» **WHAT YOU HAVE TO DO**
Transcribe verbatim the span of lines that opens with the line containing "Study the picture above. For each instance of the male" and closes with the last line of the data below.
== EXERCISE MATERIAL
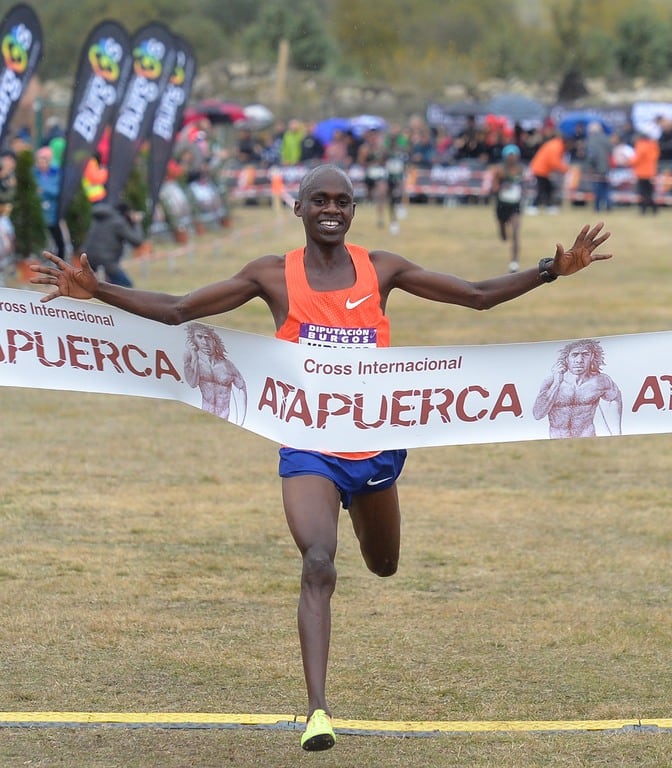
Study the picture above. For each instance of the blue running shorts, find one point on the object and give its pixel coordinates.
(352, 477)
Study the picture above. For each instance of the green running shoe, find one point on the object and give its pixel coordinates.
(319, 733)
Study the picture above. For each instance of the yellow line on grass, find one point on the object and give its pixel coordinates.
(215, 719)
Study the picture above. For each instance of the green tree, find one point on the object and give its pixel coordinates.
(302, 25)
(643, 44)
(78, 219)
(27, 216)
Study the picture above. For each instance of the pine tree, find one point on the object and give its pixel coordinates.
(78, 219)
(27, 217)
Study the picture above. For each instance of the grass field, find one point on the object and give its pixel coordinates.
(145, 563)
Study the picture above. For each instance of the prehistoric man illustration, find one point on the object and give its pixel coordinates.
(207, 366)
(578, 393)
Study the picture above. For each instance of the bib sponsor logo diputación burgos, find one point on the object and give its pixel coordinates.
(325, 336)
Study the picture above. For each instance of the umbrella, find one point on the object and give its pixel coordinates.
(257, 116)
(579, 120)
(518, 108)
(363, 123)
(216, 111)
(325, 129)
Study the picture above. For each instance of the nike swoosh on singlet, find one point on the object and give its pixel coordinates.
(371, 481)
(352, 304)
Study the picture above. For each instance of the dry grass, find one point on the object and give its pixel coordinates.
(145, 562)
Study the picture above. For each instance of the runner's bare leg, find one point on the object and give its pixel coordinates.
(376, 519)
(312, 505)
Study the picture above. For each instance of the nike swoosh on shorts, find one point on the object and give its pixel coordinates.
(371, 481)
(352, 304)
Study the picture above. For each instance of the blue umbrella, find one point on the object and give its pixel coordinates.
(363, 123)
(573, 120)
(325, 129)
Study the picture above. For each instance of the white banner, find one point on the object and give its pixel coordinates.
(344, 399)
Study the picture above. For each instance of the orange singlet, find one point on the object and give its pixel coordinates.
(347, 317)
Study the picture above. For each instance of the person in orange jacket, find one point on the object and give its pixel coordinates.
(548, 159)
(94, 179)
(644, 164)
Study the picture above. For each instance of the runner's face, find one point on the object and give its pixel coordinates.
(327, 208)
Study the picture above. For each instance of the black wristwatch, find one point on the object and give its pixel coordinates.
(544, 270)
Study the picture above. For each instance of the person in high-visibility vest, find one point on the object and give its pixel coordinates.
(94, 179)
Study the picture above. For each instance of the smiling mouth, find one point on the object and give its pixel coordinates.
(330, 224)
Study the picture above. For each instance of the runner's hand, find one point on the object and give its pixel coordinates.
(75, 282)
(581, 254)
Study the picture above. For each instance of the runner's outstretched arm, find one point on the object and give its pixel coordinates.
(82, 283)
(485, 294)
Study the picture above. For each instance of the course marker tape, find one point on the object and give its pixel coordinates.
(293, 722)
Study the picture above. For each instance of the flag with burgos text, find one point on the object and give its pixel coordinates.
(334, 394)
(100, 81)
(153, 55)
(168, 117)
(21, 45)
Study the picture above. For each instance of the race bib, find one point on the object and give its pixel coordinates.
(325, 336)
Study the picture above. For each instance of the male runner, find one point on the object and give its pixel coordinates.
(333, 284)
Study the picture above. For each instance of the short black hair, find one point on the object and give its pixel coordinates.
(309, 178)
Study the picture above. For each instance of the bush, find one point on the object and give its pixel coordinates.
(27, 217)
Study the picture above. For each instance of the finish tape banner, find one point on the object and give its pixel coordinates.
(341, 398)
====
» **OUTPUT OF THE TASK**
Study the picture above. For each instance of the male runner, find one point on the object and give its pixel coordinates.
(333, 284)
Study the picture above. For each instance of the short black hair, find one point on the object and give its pixel coordinates.
(309, 178)
Study the picture above. For each instance of the bush, find one point on the object and give its pixel coordinates.
(27, 217)
Study the picture above. For each instance of the finish tape banner, find one point on the object and give its pixel coordinates.
(341, 398)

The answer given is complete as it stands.